THE PROBLEM. Repeat each line, word for word, from the one containing "[tag] boy's shorts" through the last line of the entries, and include no other output.
DATASET ENTRIES: Begin
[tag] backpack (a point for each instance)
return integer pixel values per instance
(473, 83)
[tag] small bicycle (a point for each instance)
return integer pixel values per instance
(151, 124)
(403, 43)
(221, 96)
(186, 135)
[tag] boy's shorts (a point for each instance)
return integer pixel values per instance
DATASET ENTRIES: End
EXERCISE RESPONSE.
[tag] boy's shorts (a point for each instance)
return integer pixel values per instance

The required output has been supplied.